WHAT YOU WILL DO
1. From the excerpt on the GILTI tax proposals, quote the passage starting with "In the case" and going on through "divided by 80%).".
2. In the excerpt on the GILTI tax proposals, what local country rate would avoid residual U.S. tax on GILTI?

PAGE EXCERPT
+ + + + +
In the case of a domestic corporation that is a subsidiary of a foreign parent corporation, the GILTI rules would take into account foreign taxes paid by the foreign parent under a comparable global minimum tax regime in its jurisdiction. The proposal would leave in place the 80% cap on foreign tax credits available to offset tax on GILTI, so residual U.S. tax on GILTI would only be avoided if the local country rate is at least 26.25% (i.e., 21% divided by 80%).

The proposal would repeal the high-tax exception for both Subpart F and GILTI purposes. The proposal would also repeal Section 904(b)(4) (which affects the treatment, for foreign tax credit purposes, of deductions allocable to income that is eligible for the Section 245A deduction) and expand Section 265 to disallow deductions allocable to classes of foreign gross income that are exempt from tax or subject to a reduced rate of U.S. tax through a deduction (for example, income that is eligible for the Section 245A deduction or GILTI inclusions eligible for a Section 250 deduction). In addition, the proposal would repeal the exemption from GILTI for foreign oil and gas extraction income (“FOGEI”).

These proposals would be effective for taxable years beginning after December 31, 2021.
+ + + + +
Position identification records
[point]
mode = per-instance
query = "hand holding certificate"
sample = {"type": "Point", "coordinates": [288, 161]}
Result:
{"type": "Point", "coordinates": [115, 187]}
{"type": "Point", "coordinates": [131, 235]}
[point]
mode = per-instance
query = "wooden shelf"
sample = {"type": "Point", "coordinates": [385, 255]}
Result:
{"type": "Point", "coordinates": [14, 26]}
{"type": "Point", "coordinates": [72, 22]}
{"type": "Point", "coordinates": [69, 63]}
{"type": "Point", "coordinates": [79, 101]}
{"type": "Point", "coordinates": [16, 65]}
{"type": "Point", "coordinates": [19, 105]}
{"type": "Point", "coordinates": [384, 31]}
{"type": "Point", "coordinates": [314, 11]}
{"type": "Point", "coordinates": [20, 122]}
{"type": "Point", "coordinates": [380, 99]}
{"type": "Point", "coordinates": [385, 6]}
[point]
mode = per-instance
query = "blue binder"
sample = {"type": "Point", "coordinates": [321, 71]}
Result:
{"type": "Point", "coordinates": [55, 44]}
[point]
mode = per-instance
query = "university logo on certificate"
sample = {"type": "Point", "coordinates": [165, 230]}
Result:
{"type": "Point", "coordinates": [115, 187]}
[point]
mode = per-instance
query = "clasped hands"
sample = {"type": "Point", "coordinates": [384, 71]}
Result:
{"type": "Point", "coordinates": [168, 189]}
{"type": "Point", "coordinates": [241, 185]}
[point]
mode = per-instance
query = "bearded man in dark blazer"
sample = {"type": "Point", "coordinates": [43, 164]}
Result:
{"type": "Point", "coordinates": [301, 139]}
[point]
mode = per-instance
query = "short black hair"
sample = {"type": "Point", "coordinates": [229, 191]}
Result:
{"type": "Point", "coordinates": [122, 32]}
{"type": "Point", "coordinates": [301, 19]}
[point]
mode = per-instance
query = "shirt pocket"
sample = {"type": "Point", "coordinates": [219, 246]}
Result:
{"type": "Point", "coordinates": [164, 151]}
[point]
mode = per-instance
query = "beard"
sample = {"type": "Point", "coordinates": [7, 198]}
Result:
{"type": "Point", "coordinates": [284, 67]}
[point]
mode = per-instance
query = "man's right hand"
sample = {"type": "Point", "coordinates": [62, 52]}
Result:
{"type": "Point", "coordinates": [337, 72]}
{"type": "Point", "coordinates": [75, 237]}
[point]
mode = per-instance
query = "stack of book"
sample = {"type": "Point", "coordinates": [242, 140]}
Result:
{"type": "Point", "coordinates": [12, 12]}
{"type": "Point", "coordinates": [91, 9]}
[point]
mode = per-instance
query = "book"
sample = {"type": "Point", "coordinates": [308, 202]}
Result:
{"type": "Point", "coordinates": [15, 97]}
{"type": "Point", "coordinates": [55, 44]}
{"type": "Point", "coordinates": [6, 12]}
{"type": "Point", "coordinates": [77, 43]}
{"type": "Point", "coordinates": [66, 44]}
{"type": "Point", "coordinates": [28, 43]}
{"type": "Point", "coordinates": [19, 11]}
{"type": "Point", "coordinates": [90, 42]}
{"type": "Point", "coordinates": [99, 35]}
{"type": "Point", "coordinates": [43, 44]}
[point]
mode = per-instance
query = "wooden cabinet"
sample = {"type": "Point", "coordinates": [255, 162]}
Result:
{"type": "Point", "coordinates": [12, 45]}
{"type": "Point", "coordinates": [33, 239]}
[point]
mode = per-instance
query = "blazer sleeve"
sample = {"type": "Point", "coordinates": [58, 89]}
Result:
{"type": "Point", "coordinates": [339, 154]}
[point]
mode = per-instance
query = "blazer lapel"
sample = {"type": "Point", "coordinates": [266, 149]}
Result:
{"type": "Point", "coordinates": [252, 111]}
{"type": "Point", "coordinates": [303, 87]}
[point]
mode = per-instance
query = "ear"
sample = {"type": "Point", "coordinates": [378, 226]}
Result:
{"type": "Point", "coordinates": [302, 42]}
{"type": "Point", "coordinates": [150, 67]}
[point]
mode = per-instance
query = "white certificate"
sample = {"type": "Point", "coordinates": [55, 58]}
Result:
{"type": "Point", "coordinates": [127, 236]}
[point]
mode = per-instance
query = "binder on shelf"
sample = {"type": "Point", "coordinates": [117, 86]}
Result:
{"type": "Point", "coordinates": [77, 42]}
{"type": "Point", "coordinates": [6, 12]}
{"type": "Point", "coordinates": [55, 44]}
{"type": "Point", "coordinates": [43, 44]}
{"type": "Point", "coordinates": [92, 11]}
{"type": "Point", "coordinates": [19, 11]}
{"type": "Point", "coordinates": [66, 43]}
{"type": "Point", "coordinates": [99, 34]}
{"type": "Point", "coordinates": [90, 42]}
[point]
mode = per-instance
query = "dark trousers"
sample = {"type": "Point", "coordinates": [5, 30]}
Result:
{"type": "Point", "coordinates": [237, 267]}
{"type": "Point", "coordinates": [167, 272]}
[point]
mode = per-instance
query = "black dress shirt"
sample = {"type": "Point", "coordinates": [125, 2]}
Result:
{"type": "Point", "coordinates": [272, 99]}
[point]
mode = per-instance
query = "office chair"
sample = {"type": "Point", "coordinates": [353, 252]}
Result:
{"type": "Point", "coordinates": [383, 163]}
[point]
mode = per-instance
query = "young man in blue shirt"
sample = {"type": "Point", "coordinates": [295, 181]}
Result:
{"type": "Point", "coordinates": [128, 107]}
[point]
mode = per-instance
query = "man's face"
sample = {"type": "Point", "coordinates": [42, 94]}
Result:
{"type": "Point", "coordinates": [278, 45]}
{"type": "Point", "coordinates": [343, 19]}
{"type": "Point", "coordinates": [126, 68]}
+ + + + +
TASK-BY-TASK SOLUTIONS
1.
In the case of a domestic corporation that is a subsidiary of a foreign parent corporation, the GILTI rules would take into account foreign taxes paid by the foreign parent under a comparable global minimum tax regime in its jurisdiction. The proposal would leave in place the 80% cap on foreign tax credits available to offset tax on GILTI, so residual U.S. tax on GILTI would only be avoided if the local country rate is at least 26.25% (i.e., 21% divided by 80%).

2. A local country rate of at least 26.25%.